*SUPPLIED DATA:*
Segment Open
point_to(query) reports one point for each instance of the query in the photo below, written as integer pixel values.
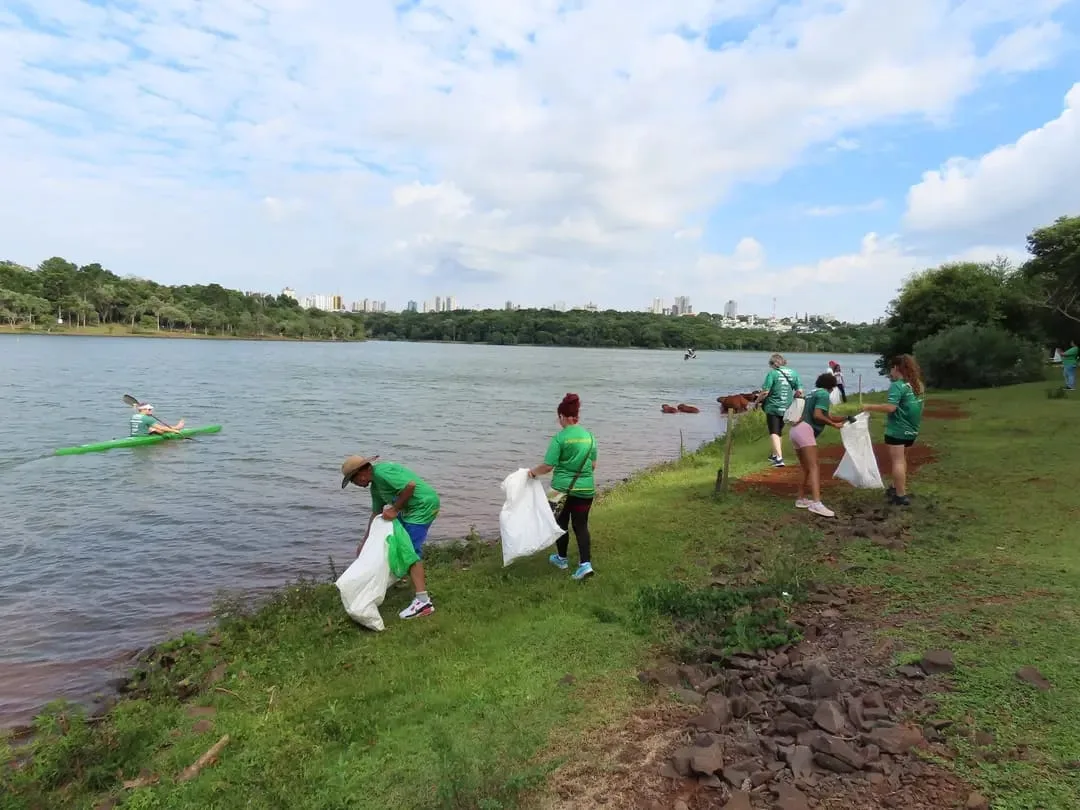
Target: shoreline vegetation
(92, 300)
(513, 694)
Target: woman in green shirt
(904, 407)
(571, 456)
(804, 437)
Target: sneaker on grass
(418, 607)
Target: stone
Segment Closed
Segment Open
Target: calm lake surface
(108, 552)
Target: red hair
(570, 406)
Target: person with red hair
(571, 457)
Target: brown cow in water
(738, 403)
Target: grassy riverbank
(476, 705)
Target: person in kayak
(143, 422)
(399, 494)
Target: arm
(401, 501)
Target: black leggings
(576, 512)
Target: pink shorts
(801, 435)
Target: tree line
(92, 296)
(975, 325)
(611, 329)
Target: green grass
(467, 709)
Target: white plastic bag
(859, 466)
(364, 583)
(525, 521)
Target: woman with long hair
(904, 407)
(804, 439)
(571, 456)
Segment Closed
Segment Open
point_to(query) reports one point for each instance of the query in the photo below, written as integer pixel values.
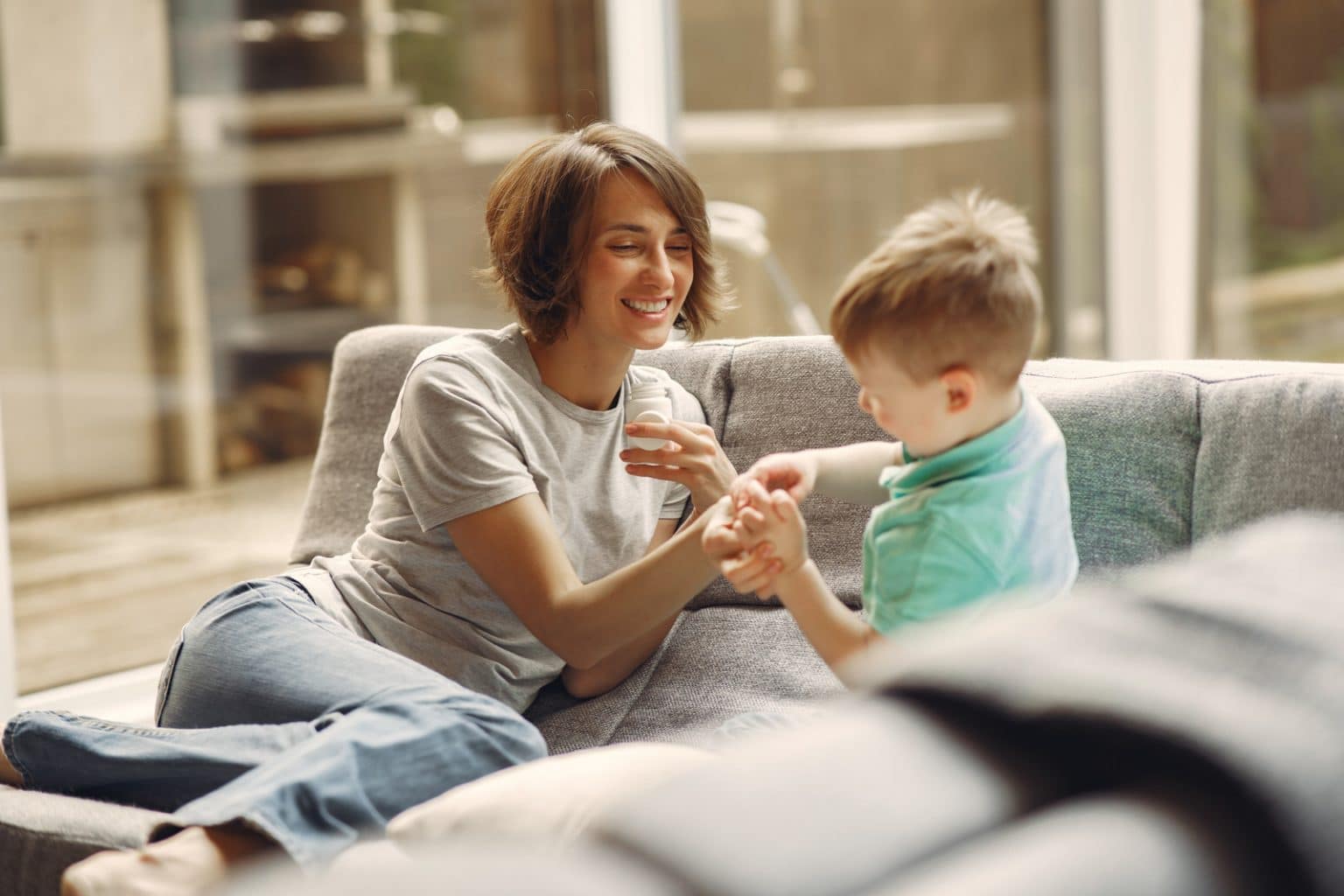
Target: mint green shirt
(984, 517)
Segment Closed
*EXERCISE DIRECTIONS:* When you reach the line containing "Target: woman in green shirt" in the data above, start copying exactly, and stop after the line containing "Target: stone".

*ANSWER TO THIS EXERCISE:*
Target: woman in green shirt
(904, 407)
(571, 456)
(804, 437)
Target: sneaker on grass
(418, 607)
Target: stone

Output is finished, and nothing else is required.